▶ THE INPUT
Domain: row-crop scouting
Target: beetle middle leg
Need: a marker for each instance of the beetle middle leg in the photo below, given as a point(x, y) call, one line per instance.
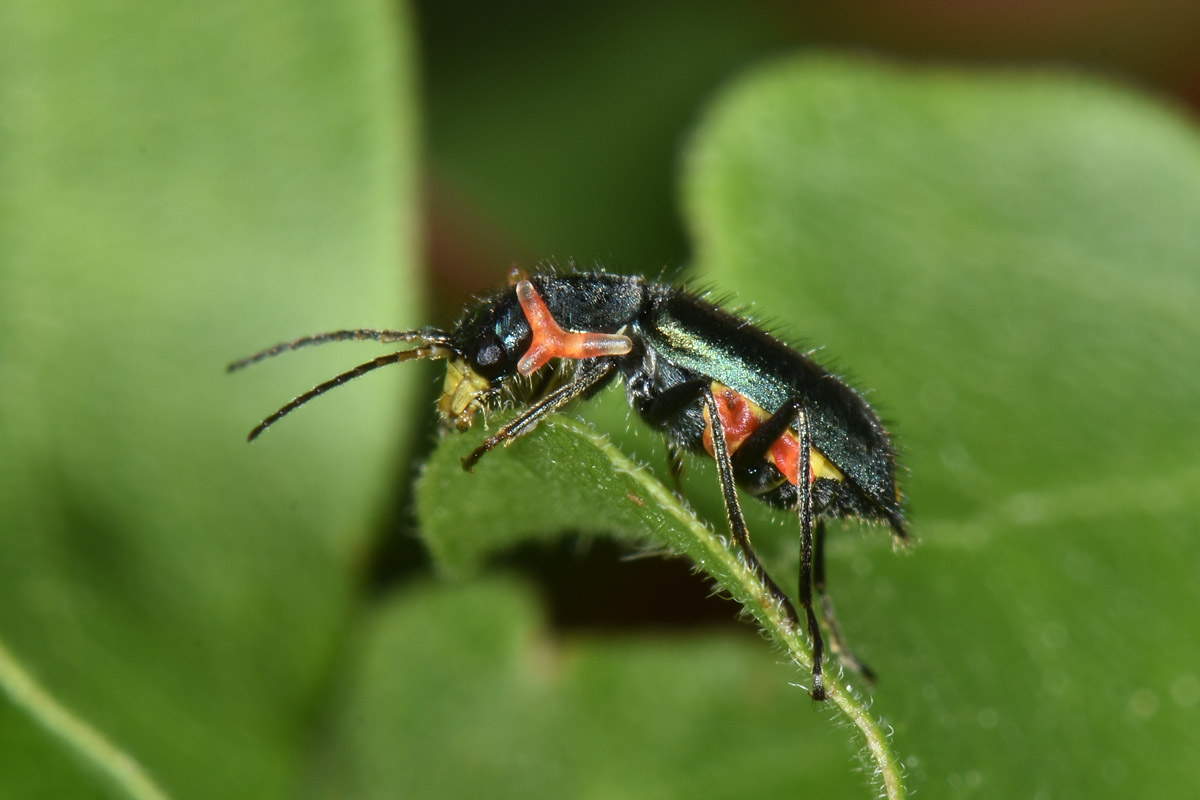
point(737, 519)
point(753, 452)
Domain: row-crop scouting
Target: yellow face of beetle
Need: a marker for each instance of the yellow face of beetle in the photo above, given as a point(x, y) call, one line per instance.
point(461, 394)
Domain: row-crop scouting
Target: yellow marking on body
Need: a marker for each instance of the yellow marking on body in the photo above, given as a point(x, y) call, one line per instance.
point(461, 394)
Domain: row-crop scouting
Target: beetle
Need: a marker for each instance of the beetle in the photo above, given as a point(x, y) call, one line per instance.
point(779, 426)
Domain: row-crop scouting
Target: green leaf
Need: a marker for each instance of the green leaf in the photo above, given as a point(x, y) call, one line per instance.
point(180, 186)
point(1006, 264)
point(1009, 265)
point(493, 707)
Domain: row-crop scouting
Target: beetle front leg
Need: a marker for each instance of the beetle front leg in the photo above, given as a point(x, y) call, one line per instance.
point(587, 379)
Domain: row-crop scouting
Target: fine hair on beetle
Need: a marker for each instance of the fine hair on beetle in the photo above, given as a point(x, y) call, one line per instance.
point(779, 426)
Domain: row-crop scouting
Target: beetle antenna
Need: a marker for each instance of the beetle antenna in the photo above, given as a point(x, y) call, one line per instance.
point(425, 336)
point(429, 352)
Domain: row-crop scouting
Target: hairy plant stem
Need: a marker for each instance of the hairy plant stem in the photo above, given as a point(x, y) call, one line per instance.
point(711, 553)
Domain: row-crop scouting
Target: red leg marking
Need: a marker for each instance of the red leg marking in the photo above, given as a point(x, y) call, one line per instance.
point(552, 342)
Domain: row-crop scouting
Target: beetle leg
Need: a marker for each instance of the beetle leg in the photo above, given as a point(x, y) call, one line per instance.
point(837, 639)
point(733, 511)
point(805, 510)
point(585, 380)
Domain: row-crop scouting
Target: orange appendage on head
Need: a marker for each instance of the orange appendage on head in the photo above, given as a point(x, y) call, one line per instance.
point(550, 341)
point(742, 416)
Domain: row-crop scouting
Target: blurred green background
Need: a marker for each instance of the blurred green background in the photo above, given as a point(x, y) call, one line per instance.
point(985, 216)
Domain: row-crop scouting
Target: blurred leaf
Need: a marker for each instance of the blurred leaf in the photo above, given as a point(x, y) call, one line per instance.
point(495, 708)
point(180, 186)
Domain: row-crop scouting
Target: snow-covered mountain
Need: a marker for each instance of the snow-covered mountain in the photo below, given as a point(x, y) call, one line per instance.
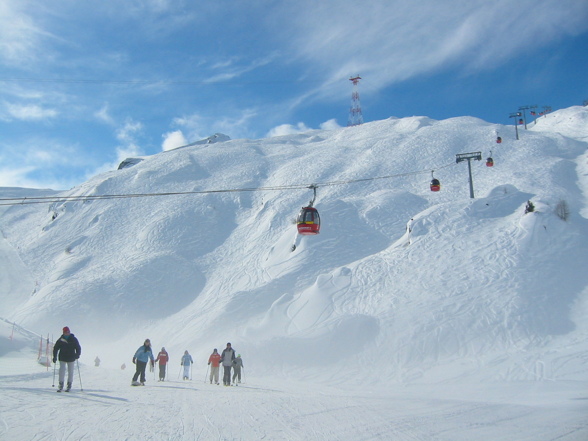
point(477, 288)
point(413, 314)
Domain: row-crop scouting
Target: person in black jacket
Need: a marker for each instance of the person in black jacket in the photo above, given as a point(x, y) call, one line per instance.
point(227, 358)
point(69, 350)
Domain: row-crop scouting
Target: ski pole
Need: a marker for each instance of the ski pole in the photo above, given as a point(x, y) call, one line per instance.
point(80, 376)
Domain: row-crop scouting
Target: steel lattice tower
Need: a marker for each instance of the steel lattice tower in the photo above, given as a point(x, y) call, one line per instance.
point(355, 115)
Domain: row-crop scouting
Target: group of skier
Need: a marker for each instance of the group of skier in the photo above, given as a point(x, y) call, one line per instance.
point(228, 359)
point(68, 350)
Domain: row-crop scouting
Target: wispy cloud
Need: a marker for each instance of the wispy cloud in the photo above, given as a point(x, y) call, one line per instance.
point(391, 41)
point(19, 33)
point(27, 112)
point(172, 140)
point(233, 69)
point(235, 123)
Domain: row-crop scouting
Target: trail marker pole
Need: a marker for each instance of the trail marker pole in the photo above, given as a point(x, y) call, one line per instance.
point(80, 376)
point(468, 157)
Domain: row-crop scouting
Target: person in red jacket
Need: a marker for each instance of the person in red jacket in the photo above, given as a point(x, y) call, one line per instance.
point(214, 363)
point(163, 358)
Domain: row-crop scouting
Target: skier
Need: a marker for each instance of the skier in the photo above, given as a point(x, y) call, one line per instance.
point(237, 365)
point(187, 363)
point(162, 358)
point(214, 359)
point(227, 358)
point(69, 350)
point(140, 359)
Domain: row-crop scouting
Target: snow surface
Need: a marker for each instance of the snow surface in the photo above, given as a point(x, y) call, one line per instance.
point(413, 315)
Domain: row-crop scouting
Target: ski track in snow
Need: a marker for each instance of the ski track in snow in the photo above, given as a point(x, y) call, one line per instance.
point(109, 408)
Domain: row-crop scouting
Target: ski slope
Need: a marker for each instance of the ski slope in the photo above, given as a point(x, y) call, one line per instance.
point(413, 315)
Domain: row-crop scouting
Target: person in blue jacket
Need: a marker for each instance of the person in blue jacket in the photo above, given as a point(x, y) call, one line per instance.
point(140, 359)
point(187, 363)
point(69, 350)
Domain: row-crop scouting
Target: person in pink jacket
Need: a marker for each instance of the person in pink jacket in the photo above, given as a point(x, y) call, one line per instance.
point(214, 363)
point(162, 358)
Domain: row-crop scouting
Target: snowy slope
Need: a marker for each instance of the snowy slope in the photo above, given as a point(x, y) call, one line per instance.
point(477, 291)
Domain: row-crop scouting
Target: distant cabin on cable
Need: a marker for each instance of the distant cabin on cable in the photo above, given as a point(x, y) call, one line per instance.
point(129, 162)
point(309, 221)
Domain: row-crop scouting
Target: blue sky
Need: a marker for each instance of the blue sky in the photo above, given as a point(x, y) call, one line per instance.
point(84, 85)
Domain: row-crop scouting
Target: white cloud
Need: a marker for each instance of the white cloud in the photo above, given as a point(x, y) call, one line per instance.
point(234, 123)
point(390, 41)
point(103, 115)
point(28, 112)
point(127, 133)
point(287, 129)
point(172, 140)
point(330, 125)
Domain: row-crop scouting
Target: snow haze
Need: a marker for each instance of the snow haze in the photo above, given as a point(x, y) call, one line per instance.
point(413, 315)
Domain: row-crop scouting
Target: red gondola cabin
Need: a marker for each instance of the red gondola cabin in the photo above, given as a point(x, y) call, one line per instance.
point(308, 221)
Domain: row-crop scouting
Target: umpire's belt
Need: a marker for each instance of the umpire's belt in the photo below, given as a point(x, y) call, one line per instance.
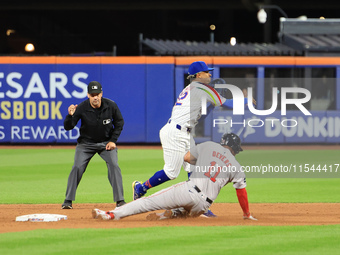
point(198, 191)
point(180, 128)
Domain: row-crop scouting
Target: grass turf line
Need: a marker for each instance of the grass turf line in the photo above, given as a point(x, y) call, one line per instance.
point(176, 240)
point(38, 176)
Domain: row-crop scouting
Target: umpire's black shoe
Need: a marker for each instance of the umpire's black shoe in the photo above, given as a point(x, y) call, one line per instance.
point(67, 204)
point(120, 203)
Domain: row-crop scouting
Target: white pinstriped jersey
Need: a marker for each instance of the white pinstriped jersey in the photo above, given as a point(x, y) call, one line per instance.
point(215, 168)
point(187, 109)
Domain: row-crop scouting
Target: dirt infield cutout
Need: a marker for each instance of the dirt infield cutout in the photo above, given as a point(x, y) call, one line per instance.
point(229, 214)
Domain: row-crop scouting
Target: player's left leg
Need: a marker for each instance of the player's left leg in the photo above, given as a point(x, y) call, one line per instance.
point(114, 173)
point(174, 143)
point(175, 196)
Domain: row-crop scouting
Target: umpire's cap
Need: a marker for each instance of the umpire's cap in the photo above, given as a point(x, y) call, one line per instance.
point(94, 87)
point(197, 67)
point(233, 141)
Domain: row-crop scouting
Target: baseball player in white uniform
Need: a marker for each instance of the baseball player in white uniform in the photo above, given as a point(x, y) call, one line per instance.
point(214, 167)
point(175, 136)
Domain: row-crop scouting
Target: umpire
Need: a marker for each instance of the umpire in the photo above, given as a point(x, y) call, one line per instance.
point(101, 125)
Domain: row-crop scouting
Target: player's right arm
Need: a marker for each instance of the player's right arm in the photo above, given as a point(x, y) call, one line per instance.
point(72, 118)
point(188, 157)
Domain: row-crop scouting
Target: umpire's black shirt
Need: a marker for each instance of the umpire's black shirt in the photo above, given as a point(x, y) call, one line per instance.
point(97, 125)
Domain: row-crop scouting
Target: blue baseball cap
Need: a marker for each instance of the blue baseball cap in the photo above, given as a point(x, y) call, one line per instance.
point(198, 66)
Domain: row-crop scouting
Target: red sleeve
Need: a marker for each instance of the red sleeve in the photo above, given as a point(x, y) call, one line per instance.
point(243, 200)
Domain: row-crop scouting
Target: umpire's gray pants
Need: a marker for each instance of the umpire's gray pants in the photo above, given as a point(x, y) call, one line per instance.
point(84, 153)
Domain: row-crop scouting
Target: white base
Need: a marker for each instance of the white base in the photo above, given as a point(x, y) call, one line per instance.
point(42, 217)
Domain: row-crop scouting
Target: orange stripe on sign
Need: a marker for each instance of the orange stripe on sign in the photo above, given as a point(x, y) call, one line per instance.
point(78, 60)
point(32, 60)
point(254, 61)
point(160, 60)
point(317, 61)
point(123, 60)
point(188, 60)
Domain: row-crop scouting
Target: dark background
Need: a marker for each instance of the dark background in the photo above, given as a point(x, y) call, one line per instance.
point(95, 27)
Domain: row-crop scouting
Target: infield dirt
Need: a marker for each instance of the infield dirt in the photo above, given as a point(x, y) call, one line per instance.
point(229, 214)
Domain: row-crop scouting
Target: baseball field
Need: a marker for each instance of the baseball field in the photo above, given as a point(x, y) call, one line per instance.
point(296, 214)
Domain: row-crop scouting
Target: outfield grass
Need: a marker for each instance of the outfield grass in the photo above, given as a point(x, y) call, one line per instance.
point(35, 176)
point(176, 240)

▶ GIVEN INSTRUCTION
How many lines in the entries above contain the string "green"? Reply with the number alone.

▶ TASK ANSWER
4